■ TEXTE À LIRE
"""
Dans la pensée matérialiste, la science joue un rôle crucial puisqu’elle s’oppose à l’obscurantisme qui enchaîne l’Homme à de vieilles croyances. Ainsi pour tout matérialiste, la science doit être un outil de lutte. Cet engagement scientifique, zététique, qui constitue votre cheval de bataille a-t-il pour but de lutter contre les idéologies populistes et notamment celles d’extrême droite ? 

Acermendax : En tant que militantisme pro-science, pro-méthode, pro-raison, la zététique a une dimension « politique ». Mais tout comme la science peut être manipulée pour réaliser des outils d’émancipation ou d’oppression, la zététique est pour moi une approche « neutre ». Je crois peu au mariage entre idéologie politique et outil épistémique. En revanche, il me semble que le plein exercice de l’esprit critique atomise les discours politiques qui s’emploient à exploiter les stéréotypes, les préjugés, l’essentialisme, l’instrumentalisation de certaines sciences en renforts d’idées racistes ou sexistes. Il y a des idées politiques incompatibles avec l’esprit critique.

Mais je crois qu’il faut commencer par rendre populaires les outils afin que les gens gagnent en autonomie et ne se laissent plus attraper par les énoncés trompeurs. Je conçois que le rôle d’un promoteur de la zététique comme moi n’est pas de me placer sur le champ politique au risque que ceux qui me prendraient pour leur ennemi choisissent de rejeter ces outils.

J’insiste toutefois sur le fait que ceci est ma conception personnelle et qu’il n’y a sans doute pas Une Bonne Façon de faire de la zététique 

Vled : Pour simplifier la chose, je dirais que la méthode scientifique n’est pas politique, c’est une méthode. En revanche, elle s’inscrit dans du politique à plus d’un titre. Elle est pratiquée par des individus qui ont des opinions politiques, revendiquées ou non. Elle est soumise à des limitations de temps et d’espace qui font qu’on ne peut pas tout étudier, il faut donc faire des choix sur les domaines qu’on va choisir d’étudier, ces choix sont politiques. Elles est soumise à des impératifs de budgets, ça aussi, c‘est politique. En somme, la méthode scientifique vise à ne pas orienter le résultat d’une initiative de recherche. Mais cette initiative a toujours des fondations politiques.
"""
■ Données enregistrées
"""
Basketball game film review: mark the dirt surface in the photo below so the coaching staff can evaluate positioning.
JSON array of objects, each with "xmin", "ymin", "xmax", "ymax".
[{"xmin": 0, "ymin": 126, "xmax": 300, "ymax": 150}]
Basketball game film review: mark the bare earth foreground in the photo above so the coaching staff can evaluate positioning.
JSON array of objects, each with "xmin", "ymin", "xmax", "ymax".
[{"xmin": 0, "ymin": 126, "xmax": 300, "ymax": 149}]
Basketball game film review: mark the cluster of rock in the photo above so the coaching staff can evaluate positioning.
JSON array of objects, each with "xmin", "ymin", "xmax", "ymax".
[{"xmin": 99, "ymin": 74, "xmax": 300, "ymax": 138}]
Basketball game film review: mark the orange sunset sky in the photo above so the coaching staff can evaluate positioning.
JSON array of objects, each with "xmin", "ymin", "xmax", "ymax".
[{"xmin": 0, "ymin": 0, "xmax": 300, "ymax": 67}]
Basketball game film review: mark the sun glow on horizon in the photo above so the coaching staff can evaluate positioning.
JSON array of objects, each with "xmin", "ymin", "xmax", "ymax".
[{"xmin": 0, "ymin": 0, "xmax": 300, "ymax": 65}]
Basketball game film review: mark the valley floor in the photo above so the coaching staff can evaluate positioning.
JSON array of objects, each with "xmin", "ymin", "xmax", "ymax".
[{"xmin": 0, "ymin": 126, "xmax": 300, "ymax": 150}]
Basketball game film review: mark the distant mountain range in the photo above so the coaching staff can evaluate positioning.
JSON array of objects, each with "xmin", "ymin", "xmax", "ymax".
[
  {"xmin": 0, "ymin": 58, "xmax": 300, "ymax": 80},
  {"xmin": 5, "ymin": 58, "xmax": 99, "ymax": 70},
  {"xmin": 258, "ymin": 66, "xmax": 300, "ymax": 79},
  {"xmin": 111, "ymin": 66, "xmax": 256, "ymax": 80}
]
"""
■ VOTRE TRAVAIL
**1.** D'après le texte sur la zététique, pourquoi un promoteur de la zététique ne doit-il pas se placer sur le champ politique selon Acermendax ? Répondez en une à trois phrases.
**2.** Poursuivez le texte sur la zététique et la politique après sa dernière phrase.
Ces données n'ont aucun lien avec le texte.

■ RÉPONSES NUMÉROTÉES
**1.** S'il se plaçait sur le champ politique, ceux qui le prendraient pour leur ennemi risqueraient de rejeter les outils de la zététique. Or Acermendax juge qu'il faut d'abord rendre ces outils populaires, afin que les gens gagnent en autonomie et ne se laissent plus attraper par les énoncés trompeurs.

**2.**
J’ai tendance à penser que la science aide à lutter contre le conservatisme en cela que ce qui caractérise le conservatisme, c’est l’absence de remise en question et la volonté de garder ce qui se fait pour la seule et unique raison que… C’est comme ça. La justesse, la vérité ou la rigueur n’ont pas voix au chapitre. Mais à « c’est comme ça ! » la science répond « pourquoi ? ». On va toujours plus loin avec des questions qu’avec des affirmations.

Dernière question qui s’écarte de la zététique et même de la science. Comment voyez-vous le monde d’après ? À quoi ressemblera le quotidien des Françaises et des Français ? Et vous ? À quoi aimeriez-vous qu’il ressemble ? Rêvons un peu. 

Acermendax : Hélas les gens auront plein de raisons de ne pas avoir plus confiance qu’avant dans les décisions politiques et dans la parole scientifique dans un contexte où les dégâts sociaux ouvriront un boulevard aux démagogues et aux confusionnistes qui ont éclos un peu partout durant l’épidémie. J’aimerais que cela incite tout le monde à chercher des moyens d’éviter les jugements hâtifs et les erreurs persistantes. Je crois que ça nous ferait du bien. Malheureusement je doute que cela arrive dans les proportions adéquates et dans les délais requis. Vled : Une partie de moi espère que les mauvaises décisions continuelles de ce gouvernement et des précédents encourageront les Français à vouloir tenter autre chose, à vouloir s’éloigner du conservatisme et du libéralisme. Qu’enfin, on donnera sa chance au socialisme, que l’argent sortira des poches des riches pour aller dans la recherche et dans l’entraide ! Les gens sont excédés et la popularité du gouvernement n’a jamais été aussi basse. J’ose souhaiter une révolution et un monde dans lequel les ressources et le savoir cesseront d’être les privilèges d’une minorité.